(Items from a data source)
::::::
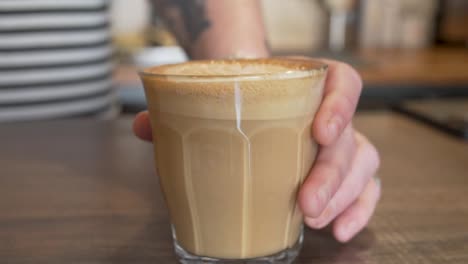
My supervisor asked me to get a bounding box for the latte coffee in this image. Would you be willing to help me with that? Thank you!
[140,58,327,262]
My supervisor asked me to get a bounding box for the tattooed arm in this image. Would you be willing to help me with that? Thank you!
[152,0,270,59]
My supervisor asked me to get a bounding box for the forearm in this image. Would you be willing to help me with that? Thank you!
[152,0,270,59]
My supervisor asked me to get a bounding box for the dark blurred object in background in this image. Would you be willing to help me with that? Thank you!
[395,98,468,139]
[322,0,357,52]
[435,0,468,46]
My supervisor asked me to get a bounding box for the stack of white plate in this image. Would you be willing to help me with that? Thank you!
[0,0,115,122]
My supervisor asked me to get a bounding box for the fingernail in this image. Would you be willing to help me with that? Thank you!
::::::
ASSIGNMENT — Copy every entry exactly; drop the pictures.

YOUR SOLUTION —
My supervisor asked me to get a bounding box for the latte coffee in this image. Would you be willing to help me with that? Thank you!
[140,58,327,262]
My supervisor asked me to get a bounding box for the tattooed arm in this image. Would you be willing to help me with that? Thank you!
[152,0,270,59]
My supervisor asked me to get a bounding box for the forearm in this image. Would you be willing to help me with that? Thank you!
[152,0,270,59]
My supervisor asked me to get a bounding box for the dark blurred object in background in this image. Would you be willing to help me with that? Thank you!
[395,98,468,139]
[322,0,357,52]
[435,0,468,46]
My supervisor asked me to get a bounding box for the stack of white plate in this image. Would you be willing to help me with that? Thank you!
[0,0,115,122]
My supervisor asked me to get a bounding box for the fingernail in this image. Would you be willing to help me with that? Thank you!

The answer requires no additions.